*Given records*.

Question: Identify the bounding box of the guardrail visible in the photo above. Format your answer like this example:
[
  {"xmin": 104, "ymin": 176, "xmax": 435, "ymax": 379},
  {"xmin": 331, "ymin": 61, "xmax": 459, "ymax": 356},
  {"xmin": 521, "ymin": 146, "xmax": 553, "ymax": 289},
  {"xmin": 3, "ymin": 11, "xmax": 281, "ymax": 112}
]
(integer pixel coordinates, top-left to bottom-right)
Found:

--

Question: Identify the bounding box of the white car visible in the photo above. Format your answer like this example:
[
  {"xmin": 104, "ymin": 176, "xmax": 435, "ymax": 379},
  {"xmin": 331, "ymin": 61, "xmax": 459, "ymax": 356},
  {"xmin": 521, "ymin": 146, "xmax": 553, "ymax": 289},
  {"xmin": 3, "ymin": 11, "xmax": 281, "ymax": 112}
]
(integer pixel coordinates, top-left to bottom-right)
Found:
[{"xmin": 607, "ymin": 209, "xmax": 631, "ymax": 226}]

*The task*. Scan the material above and copy every line that holds the string "Question".

*Task solution*.
Question: Identify the bounding box of the guardrail visible in the photo above. Format your answer like this example:
Question: Identify the bounding box of the white car visible in the photo above. Format your answer like this example:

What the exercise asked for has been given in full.